Repeat each of the items below word for word, leaving out the pictures.

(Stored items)
======

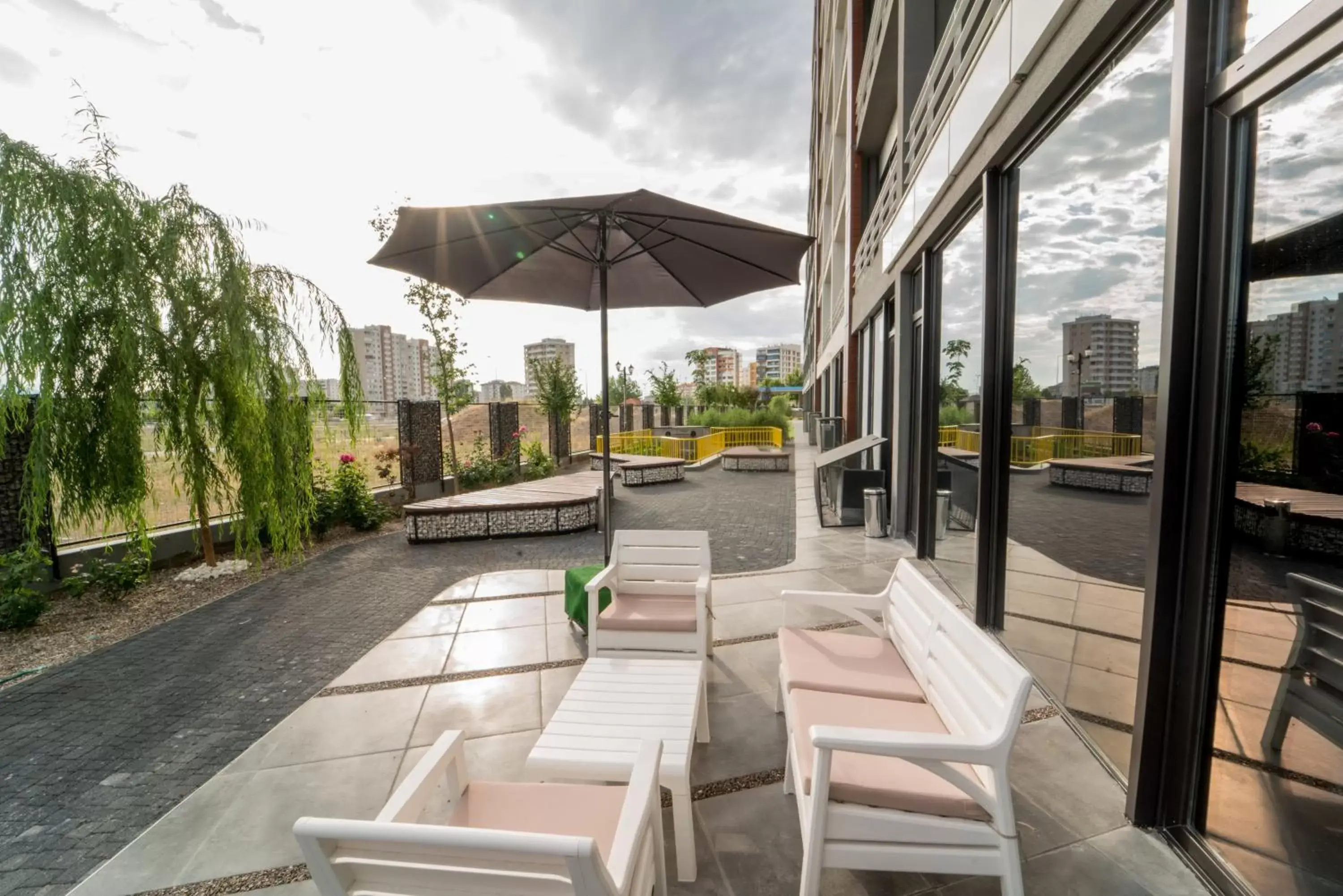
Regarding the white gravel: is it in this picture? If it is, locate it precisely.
[173,560,251,582]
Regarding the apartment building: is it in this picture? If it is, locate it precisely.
[1246,293,1343,393]
[704,346,744,385]
[800,0,1343,896]
[522,338,577,395]
[1062,314,1138,396]
[752,344,802,385]
[349,324,438,401]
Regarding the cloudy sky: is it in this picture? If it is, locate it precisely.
[0,0,811,389]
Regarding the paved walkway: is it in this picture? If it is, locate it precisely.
[0,470,794,896]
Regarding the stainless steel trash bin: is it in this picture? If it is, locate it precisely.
[862,489,886,539]
[1264,501,1292,556]
[933,489,951,542]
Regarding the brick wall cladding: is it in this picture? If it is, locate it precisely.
[396,399,443,485]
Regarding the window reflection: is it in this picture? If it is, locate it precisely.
[932,212,984,603]
[1206,54,1343,895]
[1003,15,1172,772]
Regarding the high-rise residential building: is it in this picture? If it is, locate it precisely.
[704,346,743,385]
[756,342,802,383]
[795,0,1343,896]
[349,324,438,401]
[522,338,577,395]
[1246,293,1343,392]
[1064,314,1138,396]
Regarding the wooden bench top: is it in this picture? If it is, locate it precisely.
[403,470,602,513]
[604,454,685,468]
[723,444,788,457]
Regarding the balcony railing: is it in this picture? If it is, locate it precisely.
[854,0,896,137]
[905,0,1007,175]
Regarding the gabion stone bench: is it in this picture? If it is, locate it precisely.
[590,454,685,485]
[723,446,791,473]
[403,473,602,544]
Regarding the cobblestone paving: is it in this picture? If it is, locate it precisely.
[0,470,794,896]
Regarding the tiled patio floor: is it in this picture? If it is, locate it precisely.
[75,435,1206,896]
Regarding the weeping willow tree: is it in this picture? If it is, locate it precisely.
[0,106,363,566]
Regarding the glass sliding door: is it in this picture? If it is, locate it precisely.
[1003,13,1172,775]
[1205,49,1343,896]
[927,211,984,606]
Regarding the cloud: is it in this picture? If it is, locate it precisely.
[43,0,161,50]
[0,44,38,87]
[196,0,266,43]
[492,0,811,168]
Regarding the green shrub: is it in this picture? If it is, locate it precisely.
[0,546,51,630]
[308,461,340,535]
[64,544,149,601]
[522,439,555,480]
[332,454,387,532]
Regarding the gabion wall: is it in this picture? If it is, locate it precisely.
[396,399,443,485]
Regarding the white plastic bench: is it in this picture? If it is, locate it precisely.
[294,731,667,896]
[779,560,1031,896]
[587,529,713,660]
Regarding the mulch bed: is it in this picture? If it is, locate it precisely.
[0,520,402,689]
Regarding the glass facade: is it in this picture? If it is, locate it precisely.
[931,212,984,603]
[1003,15,1174,771]
[1206,51,1343,896]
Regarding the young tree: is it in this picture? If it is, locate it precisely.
[368,204,473,472]
[0,105,363,566]
[685,348,713,404]
[941,338,970,404]
[647,361,681,407]
[532,354,583,460]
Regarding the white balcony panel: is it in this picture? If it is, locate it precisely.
[1003,0,1074,75]
[947,5,1013,172]
[909,125,951,224]
[881,0,1076,270]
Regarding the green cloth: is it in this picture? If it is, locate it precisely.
[564,566,611,631]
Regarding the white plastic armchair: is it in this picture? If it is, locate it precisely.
[294,731,667,896]
[587,529,713,660]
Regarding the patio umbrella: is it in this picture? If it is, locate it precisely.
[369,189,813,560]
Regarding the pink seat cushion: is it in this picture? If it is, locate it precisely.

======

** Exercise solution **
Regarding the white gravel: is it in this picture? If it is, locate it precisely.
[173,560,251,582]
Regarding the apartment building: is it in this picture? If it is, locate it precisely.
[1246,293,1343,393]
[704,346,744,385]
[800,0,1343,896]
[522,338,577,395]
[1062,314,1138,396]
[752,344,802,385]
[349,324,438,401]
Regarding the cloudy sky: is it in this picture? If it is, locate it precisely.
[0,0,811,389]
Regarding the paved walkway: is it in this picture? If it is, locate it precisely.
[0,470,794,896]
Regarding the stainless steel trash bin: is it in this picture? If it is, locate it precisely.
[862,489,886,539]
[1264,501,1292,556]
[933,489,951,542]
Regarding the brick wall cladding: is it in this picture? If it is, locate it precisely.
[396,399,443,485]
Regarding the window reflection: is it in this picture? If it is, locate it precisely.
[932,212,984,603]
[1206,54,1343,895]
[1003,15,1172,772]
Regarding the high-rise residential building: is it in this picture? If it is, locate it precisely.
[704,346,743,385]
[756,342,802,383]
[795,0,1343,896]
[349,324,438,401]
[522,338,577,395]
[1246,293,1343,392]
[1064,314,1138,396]
Regarding the wooden bench top: is it in this picture? If it is, locate it precisely.
[403,470,602,513]
[604,454,685,468]
[723,444,788,457]
Regarding the balcony railing: is it in this picture? If it is, locate it precisely.
[854,0,896,137]
[905,0,1007,175]
Regarding the gabion stone bench: is it in this picture? If it is, locate it precisely.
[590,454,685,485]
[723,446,791,473]
[403,473,602,544]
Regarding the cobblestone paving: is it in this picture? If it is, locate it precisely.
[0,470,794,896]
Regarding the tiled patio floor: is it in this picture? If it is, locate it precisely.
[75,435,1206,896]
Regarding the weeping willow tree: is it in this picture? If it is, locate it precisely.
[0,106,363,566]
Regarding the glass sliding door: is it in this picture? If it is, locate it precisely.
[1003,13,1172,775]
[1205,49,1343,896]
[927,211,984,606]
Regarding the cloud: is it in this picture? If it is, locate it precisely.
[43,0,161,50]
[0,44,38,87]
[196,0,266,43]
[492,0,811,168]
Regarding the green shrub: is it in this picture? If it is, locate it precisely.
[0,546,51,630]
[308,461,340,535]
[64,544,149,601]
[522,439,555,480]
[332,454,387,532]
Regarding the gabion wall: is it in this picture? If it is, locate it precisely.
[396,399,443,485]
Regarding the white plastic bench: is it in this picture? If it is, locate it precisely.
[294,731,667,896]
[779,560,1031,896]
[587,529,713,660]
Regarding the mulch bed: is it in this picture? If it is, locate it precisely.
[0,520,402,689]
Regarding the glass facade: is it in this picture? If it is, locate it precisely.
[931,212,984,603]
[1003,15,1174,771]
[1206,51,1343,896]
Regarding the young tree: is it in this picture? If it is, locate it precisely.
[368,204,473,472]
[0,105,363,566]
[685,348,713,404]
[941,338,970,404]
[647,361,681,407]
[532,354,583,460]
Regarding the white balcony panel: is it in this picture? If it is, locate it precisely.
[1003,0,1074,75]
[947,5,1013,172]
[909,125,951,224]
[881,0,1076,270]
Regarding the green cloth: is it in this picture? If it is, locate it precisely.
[564,566,611,631]
Regarding the white plastic armchair: is it in this picture? If it is, locate it precisely.
[294,731,667,896]
[587,529,713,660]
Regarding the patio umbrella: is it in this picture? If it is, locate it precisely.
[369,189,813,560]
Regarding the pink seat cushion: is it in this picture? If it is, locate it precisely.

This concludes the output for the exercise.